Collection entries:
[Start]

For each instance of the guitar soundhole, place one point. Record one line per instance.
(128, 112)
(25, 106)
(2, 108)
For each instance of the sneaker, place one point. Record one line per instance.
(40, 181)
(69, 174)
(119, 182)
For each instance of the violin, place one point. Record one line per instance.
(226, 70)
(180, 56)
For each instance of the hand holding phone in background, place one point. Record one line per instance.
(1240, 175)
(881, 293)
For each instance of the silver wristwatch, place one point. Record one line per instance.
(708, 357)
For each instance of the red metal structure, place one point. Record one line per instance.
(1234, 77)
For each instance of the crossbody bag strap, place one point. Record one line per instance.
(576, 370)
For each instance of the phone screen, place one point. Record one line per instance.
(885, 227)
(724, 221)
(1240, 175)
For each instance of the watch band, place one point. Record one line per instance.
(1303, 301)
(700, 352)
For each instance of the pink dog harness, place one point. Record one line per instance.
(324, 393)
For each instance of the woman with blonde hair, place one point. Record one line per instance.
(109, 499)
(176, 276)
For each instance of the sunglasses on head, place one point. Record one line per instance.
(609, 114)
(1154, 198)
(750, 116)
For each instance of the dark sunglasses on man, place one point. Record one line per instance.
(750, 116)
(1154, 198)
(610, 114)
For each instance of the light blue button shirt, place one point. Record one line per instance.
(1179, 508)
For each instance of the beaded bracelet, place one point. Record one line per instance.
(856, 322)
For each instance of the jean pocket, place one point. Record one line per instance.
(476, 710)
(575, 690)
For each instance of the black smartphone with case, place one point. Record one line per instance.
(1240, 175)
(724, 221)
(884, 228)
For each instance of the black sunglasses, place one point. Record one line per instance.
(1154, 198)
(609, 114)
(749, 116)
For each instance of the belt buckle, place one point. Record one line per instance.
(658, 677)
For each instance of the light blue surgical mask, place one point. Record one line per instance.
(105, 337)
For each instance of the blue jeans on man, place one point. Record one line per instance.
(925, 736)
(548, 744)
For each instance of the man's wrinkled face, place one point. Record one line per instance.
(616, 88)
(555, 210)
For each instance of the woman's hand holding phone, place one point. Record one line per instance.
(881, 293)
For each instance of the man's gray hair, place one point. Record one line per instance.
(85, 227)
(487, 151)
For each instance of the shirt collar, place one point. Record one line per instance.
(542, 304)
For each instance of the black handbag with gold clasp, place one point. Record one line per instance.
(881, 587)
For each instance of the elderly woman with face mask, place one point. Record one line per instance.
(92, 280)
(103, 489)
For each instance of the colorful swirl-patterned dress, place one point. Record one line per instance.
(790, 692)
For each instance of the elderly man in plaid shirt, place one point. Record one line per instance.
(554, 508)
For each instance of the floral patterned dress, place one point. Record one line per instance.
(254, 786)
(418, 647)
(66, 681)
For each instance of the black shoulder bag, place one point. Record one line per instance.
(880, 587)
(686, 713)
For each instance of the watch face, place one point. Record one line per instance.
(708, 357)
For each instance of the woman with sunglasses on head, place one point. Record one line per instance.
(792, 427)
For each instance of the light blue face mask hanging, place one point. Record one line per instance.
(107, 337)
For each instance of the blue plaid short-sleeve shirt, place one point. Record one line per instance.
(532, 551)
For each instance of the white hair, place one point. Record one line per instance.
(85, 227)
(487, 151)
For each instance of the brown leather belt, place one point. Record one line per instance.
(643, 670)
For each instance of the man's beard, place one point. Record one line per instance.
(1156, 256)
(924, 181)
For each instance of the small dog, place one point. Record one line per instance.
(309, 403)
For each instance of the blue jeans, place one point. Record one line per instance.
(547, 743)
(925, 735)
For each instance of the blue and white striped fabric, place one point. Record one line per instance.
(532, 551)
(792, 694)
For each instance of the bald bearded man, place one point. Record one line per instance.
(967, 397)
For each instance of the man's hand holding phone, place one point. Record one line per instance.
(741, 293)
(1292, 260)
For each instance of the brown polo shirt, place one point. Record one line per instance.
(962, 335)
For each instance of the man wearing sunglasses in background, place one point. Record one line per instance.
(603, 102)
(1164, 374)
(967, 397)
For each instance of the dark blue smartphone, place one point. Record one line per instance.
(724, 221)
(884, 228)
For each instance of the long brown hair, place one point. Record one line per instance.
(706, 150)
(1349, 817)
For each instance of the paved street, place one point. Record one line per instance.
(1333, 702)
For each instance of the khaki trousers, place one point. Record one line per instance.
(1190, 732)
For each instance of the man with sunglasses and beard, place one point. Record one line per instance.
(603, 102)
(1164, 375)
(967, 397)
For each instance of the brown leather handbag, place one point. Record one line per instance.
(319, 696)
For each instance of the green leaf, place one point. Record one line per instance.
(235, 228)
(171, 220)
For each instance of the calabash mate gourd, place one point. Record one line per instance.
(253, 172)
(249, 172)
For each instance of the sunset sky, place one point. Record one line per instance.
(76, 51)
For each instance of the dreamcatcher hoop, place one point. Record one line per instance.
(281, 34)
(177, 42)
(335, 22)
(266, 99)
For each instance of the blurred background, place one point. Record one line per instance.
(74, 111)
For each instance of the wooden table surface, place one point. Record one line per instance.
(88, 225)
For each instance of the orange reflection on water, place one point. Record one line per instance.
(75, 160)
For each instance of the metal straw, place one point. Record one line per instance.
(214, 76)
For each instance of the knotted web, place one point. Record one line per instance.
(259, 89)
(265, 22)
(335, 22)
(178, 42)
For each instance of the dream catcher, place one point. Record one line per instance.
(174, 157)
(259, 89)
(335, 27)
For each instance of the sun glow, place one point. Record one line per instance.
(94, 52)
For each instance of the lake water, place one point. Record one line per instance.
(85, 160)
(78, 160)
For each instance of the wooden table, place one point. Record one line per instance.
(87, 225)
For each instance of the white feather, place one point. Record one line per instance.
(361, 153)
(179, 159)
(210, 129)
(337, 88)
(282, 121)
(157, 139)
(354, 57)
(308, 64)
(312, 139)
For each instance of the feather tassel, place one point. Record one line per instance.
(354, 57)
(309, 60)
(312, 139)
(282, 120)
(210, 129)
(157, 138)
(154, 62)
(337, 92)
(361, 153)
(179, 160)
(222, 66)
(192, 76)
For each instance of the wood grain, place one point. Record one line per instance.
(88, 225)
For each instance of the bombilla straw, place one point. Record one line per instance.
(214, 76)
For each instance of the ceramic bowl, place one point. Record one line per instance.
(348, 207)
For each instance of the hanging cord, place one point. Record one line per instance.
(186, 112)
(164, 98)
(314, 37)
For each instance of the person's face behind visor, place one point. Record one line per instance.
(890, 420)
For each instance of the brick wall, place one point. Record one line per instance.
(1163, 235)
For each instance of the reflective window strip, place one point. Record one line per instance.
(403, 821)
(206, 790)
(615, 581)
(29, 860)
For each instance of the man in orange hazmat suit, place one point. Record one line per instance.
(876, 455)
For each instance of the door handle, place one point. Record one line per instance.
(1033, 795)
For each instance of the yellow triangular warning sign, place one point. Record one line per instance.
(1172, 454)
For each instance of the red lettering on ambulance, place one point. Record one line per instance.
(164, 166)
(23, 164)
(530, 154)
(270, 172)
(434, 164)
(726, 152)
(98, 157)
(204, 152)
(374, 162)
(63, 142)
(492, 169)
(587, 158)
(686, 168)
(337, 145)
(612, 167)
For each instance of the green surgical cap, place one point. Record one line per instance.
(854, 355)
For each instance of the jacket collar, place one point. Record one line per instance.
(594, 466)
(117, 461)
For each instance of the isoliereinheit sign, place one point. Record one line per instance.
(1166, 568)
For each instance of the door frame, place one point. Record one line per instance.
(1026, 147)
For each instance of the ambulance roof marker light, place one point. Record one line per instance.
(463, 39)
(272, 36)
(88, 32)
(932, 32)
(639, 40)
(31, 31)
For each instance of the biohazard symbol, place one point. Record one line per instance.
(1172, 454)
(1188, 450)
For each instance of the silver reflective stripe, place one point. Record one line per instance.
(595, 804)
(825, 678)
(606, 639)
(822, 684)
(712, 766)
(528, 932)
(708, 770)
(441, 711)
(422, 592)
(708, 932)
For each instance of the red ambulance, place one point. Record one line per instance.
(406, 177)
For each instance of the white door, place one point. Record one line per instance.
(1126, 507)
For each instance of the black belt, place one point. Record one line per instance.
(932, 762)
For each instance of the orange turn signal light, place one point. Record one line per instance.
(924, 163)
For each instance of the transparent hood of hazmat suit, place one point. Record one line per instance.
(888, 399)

[End]

Exact repetition is required for the lines from the one that contains "For each instance of the yellow" through the final line; leave out everything else.

_Reply to the exercise_.
For each instance of the yellow triangular warning sign, place one point. Record one line per instance.
(1172, 454)
For each instance of the red lettering on ambulance, place one point. Record one line per instance.
(164, 166)
(23, 164)
(530, 154)
(270, 172)
(434, 164)
(726, 152)
(98, 157)
(204, 152)
(374, 162)
(63, 142)
(492, 169)
(587, 158)
(686, 168)
(337, 145)
(612, 167)
For each instance of the green surgical cap, place one point. Record one line per instance.
(854, 355)
For each instance of the jacket collar, place one point. Record one line per instance.
(594, 466)
(117, 461)
For each instance of the isoliereinheit sign, place one point. Record one line per instance.
(1166, 568)
For each instance of the door frame, place one point. Record one line per instance.
(1026, 147)
For each instance of the ambulance roof marker light, place one point. Record one line per instance.
(463, 39)
(272, 36)
(88, 32)
(932, 32)
(639, 40)
(31, 31)
For each instance of the biohazard symbol, place one point. Record one line per instance.
(1172, 454)
(1188, 450)
For each instance of the silver reflective stripe, place one point. Record one line per instance.
(595, 804)
(825, 678)
(606, 639)
(822, 684)
(712, 766)
(528, 932)
(708, 770)
(441, 711)
(422, 592)
(708, 932)
For each instance of the red ambulance, place one point. Record one line per instance.
(406, 177)
For each instance of the white door, place one point. Record one line per instance.
(1126, 507)
For each instance of the black belt, place one point. Record one line per instance.
(932, 762)
For each instance of the orange turn signal light, place one point. Record one line per instance.
(924, 163)
For each instance of the transparent hood of hazmat suit, place one point. Record one line per instance.
(888, 399)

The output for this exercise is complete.